**Extract to read**
Monday Market Musings>>> The Hushed Panic Within the US Goods Market

Updated: Feb 7, 2022

Picture credit: Isaiah Villar

There seems to be a quiet panic happening in the US economy. While the grocery stores nationwide are already dealing with unpredictable product shortages and empty shelves , the neighborhood convenience stores seem to be undergoing the same predicament. Gradually panic sets in like a thin but troublesome fog, as disgruntled shoppers are unleashing their frustration on social media over the last several weeks, posting photos on twitter of bare shelves at their favourite stores.

Convenience store operators say the ongoing supply chain disruptions have also impacted their ability to adequately meet the fill-in needs of shoppers in larger cities and, more importantly, the daily essential needs of customers in secondary markets and rural areas where a convenience store might be the only store which carries food items. The shortages being reported nationwide are widespread, impacting produce and meat as well as packaged goods.

CEO of Texas-based convenience store chain TXB(Texas Born), Kevin Smartt said “As a chain, we’re probably averaging 6500 to 8000 outs a week from manufacturers. That’s a very high number” (outs refer to a specific branded product that is out of stock and cant be delivered that week). The usual contingency plan would be to restock using another brand, but according to Smartt, even that’s proving to be challenging. As buying substitute brands from alternative suppliers for out of stock products has become quite an endeavor, Kevin Smartt says “ It’s a logistical nightmare and sometimes the substitutes that we have to buy are more expensive”.

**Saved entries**
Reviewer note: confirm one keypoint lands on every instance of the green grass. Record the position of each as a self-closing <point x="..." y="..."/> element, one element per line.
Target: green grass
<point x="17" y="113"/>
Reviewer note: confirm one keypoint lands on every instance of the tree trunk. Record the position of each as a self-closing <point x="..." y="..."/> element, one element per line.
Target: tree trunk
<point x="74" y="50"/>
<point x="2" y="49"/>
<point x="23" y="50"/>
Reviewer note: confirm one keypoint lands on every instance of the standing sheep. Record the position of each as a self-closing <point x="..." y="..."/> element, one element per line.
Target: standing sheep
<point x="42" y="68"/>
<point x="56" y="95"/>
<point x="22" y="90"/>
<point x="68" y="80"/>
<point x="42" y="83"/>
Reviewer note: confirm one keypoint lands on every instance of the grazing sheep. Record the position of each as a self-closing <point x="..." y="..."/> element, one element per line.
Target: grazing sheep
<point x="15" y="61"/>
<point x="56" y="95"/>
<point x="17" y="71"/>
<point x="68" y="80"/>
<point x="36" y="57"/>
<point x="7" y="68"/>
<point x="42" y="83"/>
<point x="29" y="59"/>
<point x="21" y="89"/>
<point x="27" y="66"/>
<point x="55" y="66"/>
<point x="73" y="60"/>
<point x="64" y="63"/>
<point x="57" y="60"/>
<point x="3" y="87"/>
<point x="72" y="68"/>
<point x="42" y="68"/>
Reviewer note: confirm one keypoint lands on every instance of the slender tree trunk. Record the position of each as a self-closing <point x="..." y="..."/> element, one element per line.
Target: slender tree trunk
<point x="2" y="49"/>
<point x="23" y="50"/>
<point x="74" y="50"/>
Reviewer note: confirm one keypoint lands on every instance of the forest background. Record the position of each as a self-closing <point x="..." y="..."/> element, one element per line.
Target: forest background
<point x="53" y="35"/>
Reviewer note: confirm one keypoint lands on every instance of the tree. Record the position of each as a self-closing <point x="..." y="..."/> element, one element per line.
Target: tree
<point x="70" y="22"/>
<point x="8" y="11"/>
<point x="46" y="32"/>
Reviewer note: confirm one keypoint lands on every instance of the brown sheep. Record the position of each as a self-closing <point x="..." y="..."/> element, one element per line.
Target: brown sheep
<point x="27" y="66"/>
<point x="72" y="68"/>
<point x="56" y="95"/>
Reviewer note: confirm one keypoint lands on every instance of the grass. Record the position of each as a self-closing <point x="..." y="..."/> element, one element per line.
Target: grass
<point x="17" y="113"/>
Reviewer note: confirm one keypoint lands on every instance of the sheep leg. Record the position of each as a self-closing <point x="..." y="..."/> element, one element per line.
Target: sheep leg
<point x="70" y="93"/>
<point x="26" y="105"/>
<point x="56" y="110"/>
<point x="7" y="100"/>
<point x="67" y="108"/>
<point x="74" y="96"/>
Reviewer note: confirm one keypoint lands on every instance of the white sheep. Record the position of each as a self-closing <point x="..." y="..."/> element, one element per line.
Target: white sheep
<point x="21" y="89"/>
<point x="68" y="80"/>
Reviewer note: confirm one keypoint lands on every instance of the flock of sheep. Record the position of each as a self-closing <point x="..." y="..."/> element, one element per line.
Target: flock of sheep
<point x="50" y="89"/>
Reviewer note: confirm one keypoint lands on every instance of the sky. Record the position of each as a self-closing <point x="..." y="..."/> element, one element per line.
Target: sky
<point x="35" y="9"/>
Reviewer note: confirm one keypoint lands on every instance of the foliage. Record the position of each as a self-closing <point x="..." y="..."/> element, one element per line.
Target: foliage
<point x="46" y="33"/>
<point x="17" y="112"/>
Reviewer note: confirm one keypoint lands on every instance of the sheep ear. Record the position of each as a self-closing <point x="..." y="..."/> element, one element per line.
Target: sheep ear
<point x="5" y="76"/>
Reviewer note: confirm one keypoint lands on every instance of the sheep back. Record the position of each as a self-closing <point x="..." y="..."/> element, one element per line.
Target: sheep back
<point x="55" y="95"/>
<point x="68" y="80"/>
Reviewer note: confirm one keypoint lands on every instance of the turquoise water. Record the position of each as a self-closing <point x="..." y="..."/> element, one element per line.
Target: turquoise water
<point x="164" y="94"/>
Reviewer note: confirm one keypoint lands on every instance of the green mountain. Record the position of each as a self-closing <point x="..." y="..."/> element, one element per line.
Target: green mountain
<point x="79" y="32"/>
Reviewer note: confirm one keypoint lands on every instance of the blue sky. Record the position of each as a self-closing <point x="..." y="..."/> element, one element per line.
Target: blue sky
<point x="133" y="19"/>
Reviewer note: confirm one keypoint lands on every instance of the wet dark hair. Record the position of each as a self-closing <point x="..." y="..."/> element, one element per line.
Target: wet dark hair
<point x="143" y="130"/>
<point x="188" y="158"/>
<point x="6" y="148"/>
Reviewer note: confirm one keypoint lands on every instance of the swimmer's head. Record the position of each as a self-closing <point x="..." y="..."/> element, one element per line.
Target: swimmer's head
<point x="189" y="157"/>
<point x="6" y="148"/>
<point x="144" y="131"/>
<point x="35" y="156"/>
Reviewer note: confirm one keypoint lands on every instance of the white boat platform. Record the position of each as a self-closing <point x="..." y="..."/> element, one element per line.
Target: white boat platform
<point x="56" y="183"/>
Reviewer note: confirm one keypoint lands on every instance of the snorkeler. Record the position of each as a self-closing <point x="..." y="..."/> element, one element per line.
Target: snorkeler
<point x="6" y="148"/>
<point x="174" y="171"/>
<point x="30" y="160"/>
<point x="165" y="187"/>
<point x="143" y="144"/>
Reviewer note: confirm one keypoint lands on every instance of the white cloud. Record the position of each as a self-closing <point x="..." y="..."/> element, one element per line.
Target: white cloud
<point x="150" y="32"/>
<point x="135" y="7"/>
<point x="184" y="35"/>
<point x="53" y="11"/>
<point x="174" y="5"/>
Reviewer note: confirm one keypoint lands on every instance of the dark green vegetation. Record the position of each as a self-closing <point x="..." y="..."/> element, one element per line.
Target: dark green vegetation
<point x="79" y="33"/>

**Task**
Using the text about store shortages, say whether each statement agrees with it: (a) TXB is a convenience store chain based in Texas; (b) the reported shortages affect only packaged goods; (c) restocking with another brand has been easy for TXB. For each, answer yes or no and quote the words of the text that decide it. The listing is separate material and is not part of the text about store shortages.

**Task output**
(a) Yes: "Texas-based convenience store chain TXB(Texas Born)"
(b) No: "impacting produce and meat as well as packaged goods"
(c) No: "even that’s proving to be challenging"